Items taken from a data source:
....................
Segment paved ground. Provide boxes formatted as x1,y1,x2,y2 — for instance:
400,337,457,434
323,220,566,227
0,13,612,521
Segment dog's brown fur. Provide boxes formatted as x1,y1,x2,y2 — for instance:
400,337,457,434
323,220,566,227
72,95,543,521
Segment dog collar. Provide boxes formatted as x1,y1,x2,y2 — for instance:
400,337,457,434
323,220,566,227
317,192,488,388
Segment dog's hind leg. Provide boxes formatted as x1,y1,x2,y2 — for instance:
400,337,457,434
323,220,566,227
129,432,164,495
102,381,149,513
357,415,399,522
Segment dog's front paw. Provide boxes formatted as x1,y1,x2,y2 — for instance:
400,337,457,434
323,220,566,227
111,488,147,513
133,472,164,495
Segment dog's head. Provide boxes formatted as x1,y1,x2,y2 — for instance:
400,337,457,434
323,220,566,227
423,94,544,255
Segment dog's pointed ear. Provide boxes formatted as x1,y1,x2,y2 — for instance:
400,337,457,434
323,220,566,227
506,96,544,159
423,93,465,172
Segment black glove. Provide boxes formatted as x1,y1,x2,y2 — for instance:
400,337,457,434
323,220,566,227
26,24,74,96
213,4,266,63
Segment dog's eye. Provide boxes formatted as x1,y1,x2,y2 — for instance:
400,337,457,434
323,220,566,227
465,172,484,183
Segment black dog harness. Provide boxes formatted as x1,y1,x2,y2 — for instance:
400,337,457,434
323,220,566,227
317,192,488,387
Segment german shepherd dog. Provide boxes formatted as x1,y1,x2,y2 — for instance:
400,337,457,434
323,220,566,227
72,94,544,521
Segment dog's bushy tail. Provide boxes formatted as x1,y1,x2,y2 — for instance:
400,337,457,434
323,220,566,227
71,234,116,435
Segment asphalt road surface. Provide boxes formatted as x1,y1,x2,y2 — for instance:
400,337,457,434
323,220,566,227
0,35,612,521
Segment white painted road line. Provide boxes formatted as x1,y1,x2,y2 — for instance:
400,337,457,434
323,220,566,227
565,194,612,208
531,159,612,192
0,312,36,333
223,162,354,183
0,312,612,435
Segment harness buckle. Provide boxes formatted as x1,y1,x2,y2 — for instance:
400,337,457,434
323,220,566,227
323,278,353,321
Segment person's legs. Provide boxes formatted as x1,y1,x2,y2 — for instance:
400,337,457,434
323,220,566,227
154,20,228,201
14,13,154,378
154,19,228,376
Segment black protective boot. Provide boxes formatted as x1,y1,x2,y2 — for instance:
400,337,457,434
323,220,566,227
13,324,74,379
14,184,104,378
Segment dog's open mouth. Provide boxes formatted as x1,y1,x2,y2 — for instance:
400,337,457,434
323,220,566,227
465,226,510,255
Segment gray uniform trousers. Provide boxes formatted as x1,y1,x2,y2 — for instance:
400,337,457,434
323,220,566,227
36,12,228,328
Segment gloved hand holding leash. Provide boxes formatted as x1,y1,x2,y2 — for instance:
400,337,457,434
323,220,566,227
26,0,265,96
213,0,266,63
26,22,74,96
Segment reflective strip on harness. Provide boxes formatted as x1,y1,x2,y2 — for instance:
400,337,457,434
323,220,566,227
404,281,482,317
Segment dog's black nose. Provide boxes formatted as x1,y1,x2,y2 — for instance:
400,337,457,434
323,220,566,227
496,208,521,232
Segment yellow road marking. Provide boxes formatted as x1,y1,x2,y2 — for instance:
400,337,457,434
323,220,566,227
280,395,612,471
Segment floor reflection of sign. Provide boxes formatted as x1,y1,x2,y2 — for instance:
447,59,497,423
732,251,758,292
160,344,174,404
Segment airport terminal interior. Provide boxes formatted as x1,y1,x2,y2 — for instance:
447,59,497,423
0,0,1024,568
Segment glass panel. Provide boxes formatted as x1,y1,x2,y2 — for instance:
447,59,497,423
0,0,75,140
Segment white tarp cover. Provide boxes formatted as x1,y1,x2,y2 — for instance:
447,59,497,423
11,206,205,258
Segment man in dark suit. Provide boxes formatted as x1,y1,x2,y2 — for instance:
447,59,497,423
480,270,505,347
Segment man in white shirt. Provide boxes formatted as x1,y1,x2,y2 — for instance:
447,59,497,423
....................
— What is required —
Write out every one of the entries above word for word, leaving none out.

— Solved problem —
Segment paved ground. Provide boxes formatted as x1,y1,x2,y2 — for instance:
400,337,457,434
323,220,566,227
0,13,612,521
Segment dog's brown fur. Provide boxes formatted as x1,y1,x2,y2 — for instance:
400,337,457,434
323,220,566,227
72,95,543,521
Segment dog collar. Provide boxes formatted as x1,y1,x2,y2 — for instance:
400,337,457,434
323,220,566,227
317,192,488,388
Segment dog's hind leg. Provide boxes formatted as x1,y1,x2,y2 — for instance:
400,337,457,434
323,220,566,227
129,432,164,495
102,381,149,513
357,415,399,522
Segment dog's front paw. Provide boxes formatted as x1,y1,x2,y2 — for instance:
400,337,457,434
323,220,566,227
111,488,147,513
133,472,164,495
Segment dog's head. Provide boxes formatted as x1,y1,x2,y2 — for instance:
400,337,457,434
323,220,566,227
423,94,544,255
Segment dog's pointed ear. Provide boxes formatted as x1,y1,x2,y2 — for instance:
400,337,457,434
323,220,566,227
506,96,544,159
423,93,465,172
Segment black glove. Provide boxes formatted as x1,y1,x2,y2 — for instance:
400,337,457,434
323,220,566,227
26,24,74,96
213,4,266,63
Segment dog's eye. Provide boxes formatted as x1,y1,x2,y2 — for instance:
400,337,457,434
323,220,566,227
465,172,484,183
Segment black dog harness. Provide boxes formatted as x1,y1,x2,y2 — for instance:
400,337,457,434
323,220,566,227
317,192,488,387
Segment german shepherd dog. Provide boxes formatted as x1,y1,x2,y2 — for instance:
400,337,457,434
323,220,566,227
72,94,544,521
Segment dog's bushy tail. Provide boxes formatted as x1,y1,x2,y2 — for instance:
400,337,457,434
323,220,566,227
71,234,116,435
Segment asphalt road surface. Provide boxes formatted as x1,y1,x2,y2 — for instance:
400,337,457,434
323,220,566,227
0,35,612,521
Segment white painted road line. Provide boxes formatted as x1,y1,x2,y2 — for instance:
400,337,457,434
323,220,566,227
565,194,612,208
531,159,612,192
0,312,36,333
223,162,354,183
0,312,612,435
Segment harness buckle. Provide boxes formatted as x1,y1,x2,y2 — for instance:
400,337,457,434
323,220,566,227
323,278,353,321
Segment person's legs. Provide boxes formatted as x1,y1,x2,y2 — for instance:
400,337,457,434
323,220,566,227
154,20,228,201
14,13,154,378
154,19,228,376
Segment black protective boot. Provide boxes formatted as x1,y1,x2,y2 — for instance:
400,337,457,434
323,220,566,227
13,324,74,379
14,184,104,378
Segment dog's open mouth. Provide boxes formatted as x1,y1,x2,y2 — for instance:
400,337,457,434
323,220,566,227
465,226,510,255
Segment gray uniform trousers. Provide boxes formatted as x1,y1,x2,y2 — for instance:
400,337,457,434
323,220,566,227
36,12,228,328
Segment gloved hand holding leash. Provide boxes formatted as x1,y1,x2,y2 — for instance:
400,337,457,434
323,220,566,227
26,0,265,96
213,0,266,63
26,22,74,96
Segment reflective strip on harness. Provide boxes formatted as x1,y1,x2,y2 — for instance:
400,337,457,434
323,220,566,227
404,281,482,317
Segment dog's black nose. Provide boxes formatted as x1,y1,x2,y2 — for instance:
400,337,457,434
323,220,566,227
496,208,521,232
Segment yellow road marking. Provide boxes formatted as x1,y1,x2,y2 — for instance:
400,337,457,434
323,220,566,227
280,395,612,471
Segment floor reflection of sign. Provide boxes formatted as x1,y1,x2,y2 — for instance:
447,59,497,423
732,251,758,292
160,344,174,404
Segment airport terminal interior. Provide boxes formatted as x1,y1,x2,y2 — for instance:
447,59,497,423
0,0,1024,568
Segment glass panel. Provide boxes formatted as x1,y1,x2,y2 — for instance:
447,59,497,423
0,0,75,140
Segment white tarp cover. Provide boxes formatted as x1,y1,x2,y2 — for instance:
447,59,497,423
11,206,205,258
Segment man in dark suit. Provide boxes formatted as x1,y1,x2,y2 — for instance:
447,59,497,423
480,270,505,347
Segment man in white shirt. Provide boxes formatted as x1,y1,x2,y2 — for instance:
447,59,497,423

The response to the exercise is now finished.